▸ CHALLENGE 1
Please quote the stretch of the listing from the line containing "Target: distant shoreline" through the line containing "(1036, 319)", including both ends.

## BEGIN DOCUMENT EXTRACT

Kong / kong

🦍 The Cloud-Native API Gateway and AI Gateway.

Home Page:https://konghq.com/install/#kong-community

Geek Repo:Geek Repo

Github PK Tool:Github PK Tool

Routing fails randomly, version 0.10.x

tairila opened this issue · comments

Summary

I noticed that sometimes Kong routing to an API fails, this happens randomly. When trying to access an application through Kong the following error message comes to browser window “An unexpected error occurred". Earlier this was working fine with Kong version 0.9.7 and Cassandra 2.x.

[error] 126#0: *8877 [lua] responses.lua:101: before(): failed the initial dns/balancer resolve for 'xxx' with: dns query returned no results, client: xxx.xxx.xxx.xxx, server: kong, request: "GET /yyy HTTP/1.1", host: "xxx:8080"

The API creation command:
curl -X POST localhost:8001/apis/ -d 'name=xxx' -d 'upstream_url=http://xxx:8080' -d 'preserve_host=true' -d 'uris=/yyy' -d 'strip_uri=true'

Steps To Reproduce

Repeat GET request several times for an API.

## END DOCUMENT EXTRACT
## BEGIN EXCERPTED RECORDS

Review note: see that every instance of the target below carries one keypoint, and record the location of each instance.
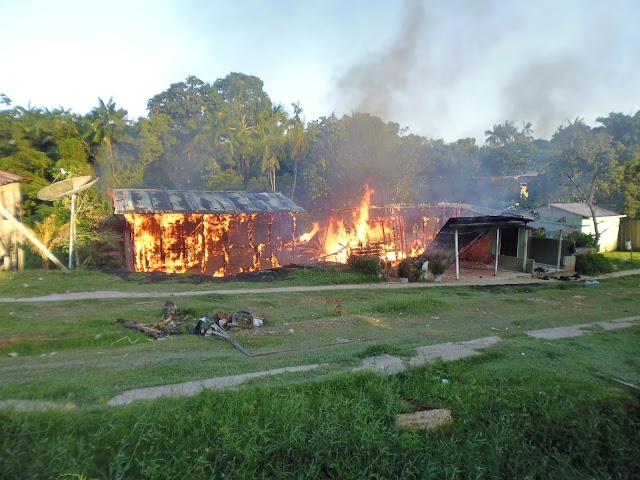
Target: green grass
(525, 408)
(514, 416)
(623, 261)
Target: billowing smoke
(454, 69)
(373, 85)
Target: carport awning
(470, 230)
(551, 226)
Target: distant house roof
(551, 226)
(470, 230)
(200, 202)
(6, 178)
(582, 209)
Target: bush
(365, 264)
(406, 268)
(583, 239)
(437, 266)
(593, 264)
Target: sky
(444, 69)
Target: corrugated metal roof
(200, 202)
(582, 209)
(6, 178)
(470, 230)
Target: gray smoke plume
(372, 85)
(456, 68)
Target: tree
(298, 142)
(106, 125)
(587, 162)
(271, 134)
(245, 104)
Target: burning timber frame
(217, 233)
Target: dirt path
(467, 277)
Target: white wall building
(579, 216)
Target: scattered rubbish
(423, 417)
(425, 420)
(124, 338)
(337, 302)
(215, 325)
(208, 327)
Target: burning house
(391, 232)
(216, 233)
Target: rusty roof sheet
(6, 178)
(200, 202)
(583, 210)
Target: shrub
(593, 264)
(405, 268)
(583, 239)
(437, 266)
(365, 264)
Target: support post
(31, 237)
(72, 230)
(457, 257)
(495, 267)
(526, 247)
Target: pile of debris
(169, 325)
(217, 325)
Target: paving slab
(188, 389)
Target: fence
(629, 230)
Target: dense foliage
(345, 428)
(228, 135)
(365, 264)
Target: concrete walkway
(467, 277)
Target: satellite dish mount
(68, 188)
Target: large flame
(357, 231)
(226, 244)
(220, 245)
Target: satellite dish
(66, 188)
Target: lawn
(525, 408)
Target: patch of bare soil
(280, 273)
(558, 304)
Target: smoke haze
(459, 60)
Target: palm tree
(51, 235)
(107, 123)
(298, 142)
(271, 131)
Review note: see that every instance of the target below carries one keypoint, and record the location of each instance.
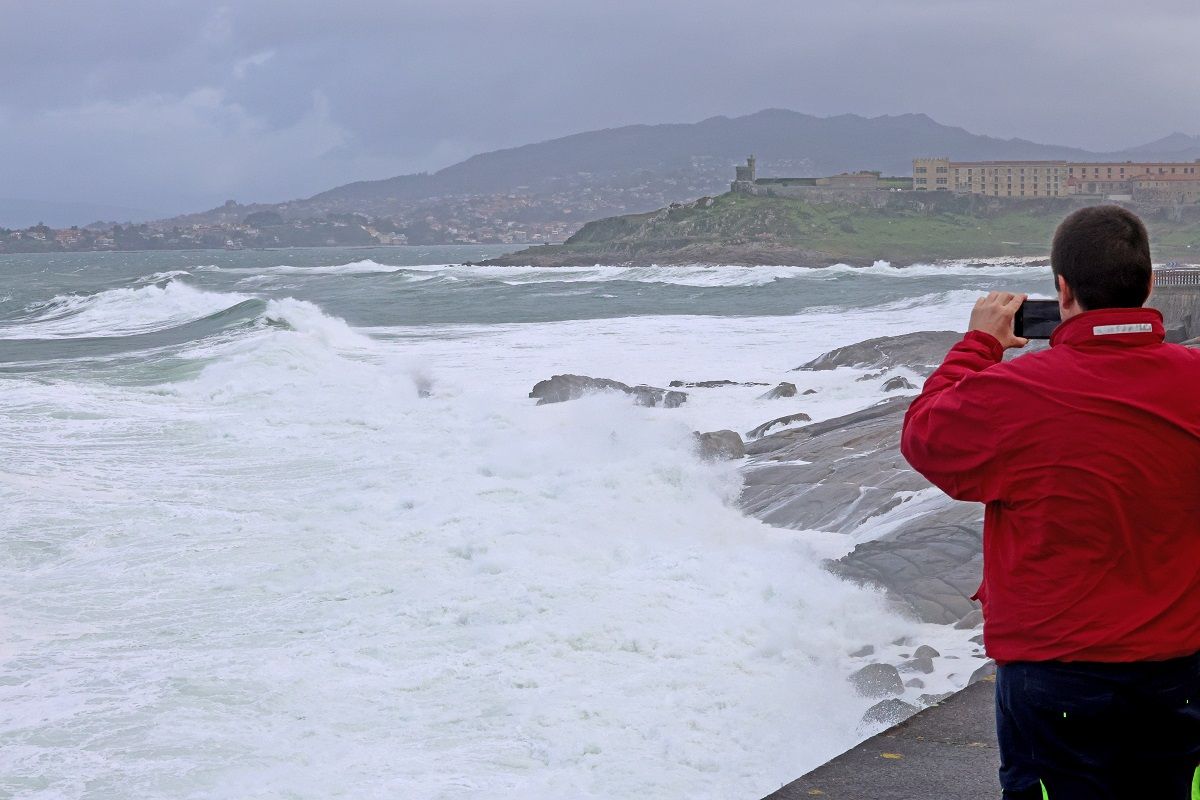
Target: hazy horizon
(173, 109)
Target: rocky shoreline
(733, 254)
(845, 475)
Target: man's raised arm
(949, 431)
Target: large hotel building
(1175, 181)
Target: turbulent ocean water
(286, 524)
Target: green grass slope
(893, 226)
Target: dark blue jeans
(1087, 731)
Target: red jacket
(1087, 457)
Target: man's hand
(994, 314)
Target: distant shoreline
(899, 227)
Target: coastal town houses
(1175, 182)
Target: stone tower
(744, 176)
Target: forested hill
(793, 143)
(544, 192)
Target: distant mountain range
(545, 191)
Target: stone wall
(1181, 311)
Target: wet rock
(761, 431)
(918, 665)
(709, 384)
(853, 470)
(921, 352)
(877, 680)
(971, 619)
(783, 390)
(839, 474)
(720, 445)
(671, 400)
(933, 563)
(897, 384)
(889, 713)
(561, 389)
(983, 672)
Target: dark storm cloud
(178, 104)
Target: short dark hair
(1103, 254)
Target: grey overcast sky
(179, 104)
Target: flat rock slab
(948, 751)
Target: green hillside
(897, 227)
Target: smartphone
(1036, 319)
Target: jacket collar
(1111, 326)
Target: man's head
(1102, 253)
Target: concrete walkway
(946, 752)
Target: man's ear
(1066, 296)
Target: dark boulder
(561, 389)
(889, 713)
(783, 390)
(897, 384)
(720, 445)
(777, 422)
(877, 680)
(921, 352)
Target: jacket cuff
(989, 342)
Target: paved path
(946, 752)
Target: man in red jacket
(1087, 457)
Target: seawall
(948, 751)
(1180, 306)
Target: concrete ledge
(946, 752)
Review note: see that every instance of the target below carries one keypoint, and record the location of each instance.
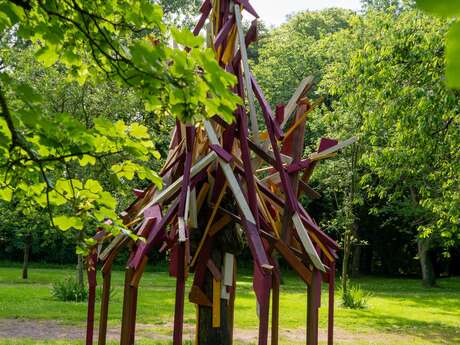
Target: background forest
(392, 199)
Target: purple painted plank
(205, 10)
(223, 33)
(330, 316)
(266, 110)
(279, 113)
(248, 7)
(227, 157)
(296, 167)
(326, 143)
(91, 271)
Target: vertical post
(275, 307)
(107, 277)
(126, 337)
(231, 303)
(247, 78)
(330, 321)
(313, 301)
(91, 269)
(180, 291)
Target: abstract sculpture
(220, 178)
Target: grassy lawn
(400, 311)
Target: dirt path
(46, 330)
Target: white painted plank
(292, 104)
(230, 176)
(174, 187)
(306, 242)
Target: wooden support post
(313, 301)
(91, 269)
(275, 307)
(247, 79)
(107, 277)
(330, 316)
(180, 295)
(231, 303)
(126, 338)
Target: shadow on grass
(431, 331)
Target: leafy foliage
(354, 297)
(48, 153)
(448, 9)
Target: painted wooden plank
(105, 300)
(91, 271)
(215, 271)
(244, 58)
(275, 307)
(197, 296)
(312, 309)
(291, 258)
(306, 242)
(193, 209)
(330, 314)
(215, 303)
(229, 260)
(230, 176)
(175, 186)
(221, 153)
(114, 243)
(208, 226)
(219, 225)
(180, 295)
(202, 196)
(266, 109)
(303, 87)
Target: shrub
(69, 290)
(355, 297)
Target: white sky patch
(274, 12)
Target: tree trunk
(80, 272)
(426, 263)
(208, 335)
(356, 260)
(346, 260)
(25, 263)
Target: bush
(69, 290)
(355, 297)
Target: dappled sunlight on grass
(398, 307)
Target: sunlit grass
(399, 307)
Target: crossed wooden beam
(261, 169)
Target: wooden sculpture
(227, 181)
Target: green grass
(400, 311)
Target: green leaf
(138, 131)
(6, 194)
(447, 8)
(87, 159)
(90, 241)
(47, 55)
(66, 222)
(186, 38)
(453, 56)
(93, 186)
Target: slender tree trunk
(426, 263)
(80, 272)
(356, 260)
(346, 260)
(424, 246)
(208, 335)
(25, 263)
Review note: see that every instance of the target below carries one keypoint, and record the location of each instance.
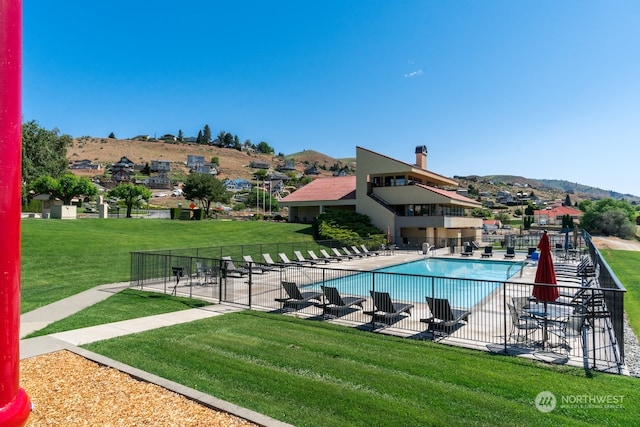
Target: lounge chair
(468, 250)
(286, 261)
(326, 255)
(230, 268)
(359, 252)
(511, 252)
(295, 297)
(315, 257)
(488, 252)
(385, 308)
(341, 255)
(334, 301)
(352, 254)
(521, 324)
(255, 267)
(301, 259)
(367, 251)
(443, 315)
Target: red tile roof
(559, 211)
(335, 188)
(449, 194)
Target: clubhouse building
(414, 204)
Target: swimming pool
(463, 282)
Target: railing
(489, 325)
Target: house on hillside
(122, 170)
(235, 185)
(160, 166)
(84, 164)
(160, 181)
(258, 164)
(415, 204)
(288, 166)
(206, 168)
(553, 215)
(312, 170)
(194, 161)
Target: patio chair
(301, 259)
(488, 252)
(296, 298)
(287, 262)
(367, 251)
(204, 273)
(230, 268)
(269, 261)
(341, 255)
(249, 263)
(358, 252)
(331, 257)
(443, 315)
(315, 257)
(530, 251)
(334, 301)
(352, 254)
(468, 250)
(511, 252)
(522, 324)
(385, 308)
(570, 329)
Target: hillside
(234, 164)
(547, 189)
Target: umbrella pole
(544, 332)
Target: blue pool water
(463, 282)
(456, 268)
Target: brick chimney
(421, 156)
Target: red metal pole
(14, 402)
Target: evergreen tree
(206, 134)
(44, 152)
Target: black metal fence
(491, 315)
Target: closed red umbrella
(545, 274)
(545, 289)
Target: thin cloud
(413, 74)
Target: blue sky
(542, 89)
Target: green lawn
(124, 305)
(314, 373)
(62, 258)
(625, 264)
(301, 371)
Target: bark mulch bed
(68, 390)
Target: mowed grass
(625, 265)
(62, 258)
(299, 371)
(124, 305)
(314, 373)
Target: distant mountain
(234, 165)
(553, 185)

## END EXCERPTED RECORDS

▸ CHALLENGE 2
Does each statement agree with the Kong routing issue? Answer yes or no, and quote the words that decide it. (a) Routing worked fine earlier with Kong version 0.9.7 and Cassandra 2.x. (b) The API creation command sets strip_uri to false. (c) The logged error says the dns query returned no results.

▸ EXERCISE RESULT 1
Target: distant shoreline
(899, 227)
Target: coastal town houses
(1175, 182)
Target: stone tower
(744, 176)
Target: forested hill
(793, 143)
(544, 192)
Target: distant mountain range
(545, 191)
Target: stone wall
(1181, 311)
Target: wet rock
(761, 431)
(918, 665)
(709, 384)
(853, 470)
(921, 352)
(877, 680)
(971, 619)
(783, 390)
(839, 474)
(720, 445)
(671, 400)
(933, 563)
(897, 384)
(889, 713)
(561, 389)
(983, 672)
Target: dark storm cloud
(178, 104)
Target: short dark hair
(1103, 254)
Target: grey overcast sky
(179, 104)
Target: flat rock slab
(948, 751)
Target: green hillside
(897, 227)
Target: smartphone
(1036, 319)

▸ EXERCISE RESULT 2
(a) Yes: "Earlier this was working fine with Kong version 0.9.7 and Cassandra 2.x."
(b) No: "-d 'strip_uri=true'"
(c) Yes: "dns query returned no results"